- **What is required**:
Starting at the line containing "Doubt it, but someone swears the cluster" and continuing through the end of the items, write those lines again with "red berries" changed to "purple berries" and everything else left as it is.

Some items:
——————
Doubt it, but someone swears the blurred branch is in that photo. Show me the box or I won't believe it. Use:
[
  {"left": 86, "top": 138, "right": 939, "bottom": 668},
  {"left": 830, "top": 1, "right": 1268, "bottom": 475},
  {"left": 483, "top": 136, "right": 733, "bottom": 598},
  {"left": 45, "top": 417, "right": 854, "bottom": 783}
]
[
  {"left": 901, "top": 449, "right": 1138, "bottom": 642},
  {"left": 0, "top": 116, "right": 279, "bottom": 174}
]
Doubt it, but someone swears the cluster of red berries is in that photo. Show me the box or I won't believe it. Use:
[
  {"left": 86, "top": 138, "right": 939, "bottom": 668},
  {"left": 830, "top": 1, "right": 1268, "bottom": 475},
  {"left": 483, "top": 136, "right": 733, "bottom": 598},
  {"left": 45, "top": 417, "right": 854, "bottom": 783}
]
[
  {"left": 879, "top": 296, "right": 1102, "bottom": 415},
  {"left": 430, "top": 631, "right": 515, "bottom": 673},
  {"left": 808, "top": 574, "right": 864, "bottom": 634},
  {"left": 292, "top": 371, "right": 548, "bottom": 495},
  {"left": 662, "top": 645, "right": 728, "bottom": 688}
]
——————
- **Result of this exercise**:
Doubt it, but someone swears the cluster of purple berries is in that photo. Show me the box or I won't believe it. Use:
[
  {"left": 86, "top": 138, "right": 939, "bottom": 668},
  {"left": 830, "top": 1, "right": 1268, "bottom": 475},
  {"left": 483, "top": 136, "right": 733, "bottom": 598},
  {"left": 45, "top": 417, "right": 854, "bottom": 783}
]
[
  {"left": 879, "top": 296, "right": 1102, "bottom": 415},
  {"left": 430, "top": 631, "right": 515, "bottom": 673},
  {"left": 808, "top": 574, "right": 864, "bottom": 634},
  {"left": 292, "top": 371, "right": 548, "bottom": 495},
  {"left": 662, "top": 645, "right": 728, "bottom": 688}
]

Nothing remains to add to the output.